— START OF Passage to read —

Screening questions should…
Ask candidates to tell a specific story, rather than to give generalizations about “how they are,” when possible.
Not include any of the words from your identified talents or core values for this position or be obvious as to the “right” answer.
Be broad enough that a candidate could take it any number of ways. (The direction they take their answer can reveal a lot about the person’s talents and core values, in-and-of-itself.)
Here are a few of my favorite screening questions for identifying talents and core values. (I recommend choosing no more than 6):
What are your career goals for the next year? 3 years? 10 years?
Tell me about a time working with someone who drove you crazy. Give an example of something they did. How did you deal with that?
Tell me about a “work bestie” you’ve had. What made that relationship work so well? Give an example.
Describe a “perfect” day at work. Walk me through it.
Tell me about a time when you got some feedback from someone at work.
Whats the work accomplishment you’re most proud of?
Tell me about a time when you totally messed up something.
How do you decide what to work on each day?

— END OF Passage to read —

Tasks to perform =
(a) In the passage on screening questions, what is the largest number of screening questions the author recommends choosing?
(b) Extend the passage on screening questions, picking up right after its final line.

— START OF Excerpted data —

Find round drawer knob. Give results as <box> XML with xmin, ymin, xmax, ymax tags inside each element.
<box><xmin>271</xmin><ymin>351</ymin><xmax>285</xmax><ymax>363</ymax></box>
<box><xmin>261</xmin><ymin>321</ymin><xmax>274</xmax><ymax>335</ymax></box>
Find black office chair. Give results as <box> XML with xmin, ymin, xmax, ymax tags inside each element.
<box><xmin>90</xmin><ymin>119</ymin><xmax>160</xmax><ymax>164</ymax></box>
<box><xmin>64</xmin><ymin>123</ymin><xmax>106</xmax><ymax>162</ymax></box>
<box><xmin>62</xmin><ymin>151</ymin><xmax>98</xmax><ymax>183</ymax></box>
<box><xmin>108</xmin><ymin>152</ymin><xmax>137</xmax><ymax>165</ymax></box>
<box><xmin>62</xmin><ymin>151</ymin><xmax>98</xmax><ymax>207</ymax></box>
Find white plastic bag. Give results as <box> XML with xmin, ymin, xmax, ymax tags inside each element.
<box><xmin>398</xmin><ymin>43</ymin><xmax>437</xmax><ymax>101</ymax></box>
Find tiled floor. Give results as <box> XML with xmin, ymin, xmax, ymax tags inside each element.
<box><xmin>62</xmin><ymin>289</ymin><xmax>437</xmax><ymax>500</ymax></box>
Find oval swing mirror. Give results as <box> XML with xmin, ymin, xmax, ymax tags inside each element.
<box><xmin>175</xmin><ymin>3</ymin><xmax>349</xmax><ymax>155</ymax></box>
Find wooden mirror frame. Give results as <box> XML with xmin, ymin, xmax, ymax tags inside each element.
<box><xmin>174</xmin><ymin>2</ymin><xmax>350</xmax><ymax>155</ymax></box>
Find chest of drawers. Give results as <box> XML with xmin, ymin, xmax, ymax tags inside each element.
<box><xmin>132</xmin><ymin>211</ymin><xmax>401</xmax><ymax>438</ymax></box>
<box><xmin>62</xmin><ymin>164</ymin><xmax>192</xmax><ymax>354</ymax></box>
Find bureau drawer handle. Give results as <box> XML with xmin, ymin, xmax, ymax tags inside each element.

— END OF Excerpted data —

Final results =
(a) No more than six.

(b)
Do you see how you could use the same set of interview questions for a high-powered sales rep and a ultra-organized executive assistant and still be able to uncover some key truths about what makes them tick? That’s the whole idea.
Step 4 - Conduct the Screening Call
It’s the moment you’ve been waiting for: Time for your first screening call. Take a deep breath and remember that your goal here is to be as friendly and conversational as possible so the candidate relaxes and opens up about who they are.
If at all possible, have someone else sit in to take notes on the call or record the call so you can have a record. (Be sure to ask for permission!) But if it’s just you, don’t stress…you can just jot down notes as you go along. I like to have my candidate scorecard in front of me the whole time so I can be thinking about how the candidate’s responses are aligning to the talents and values I’ve identified.
The golden rule of the screening call that everyone has the hardest time with is this: You are not allowed to ask follow-up questions. And it’s super-awkward and uncomfortable. But here’s the thing: We humans are biased creatures and helpful ones too. So when someone we like isn’t quite answering a question the “right” way, we’ll often give them a little hint by asking clarifying follow-ups. You’re giving away the answers when you do this, people.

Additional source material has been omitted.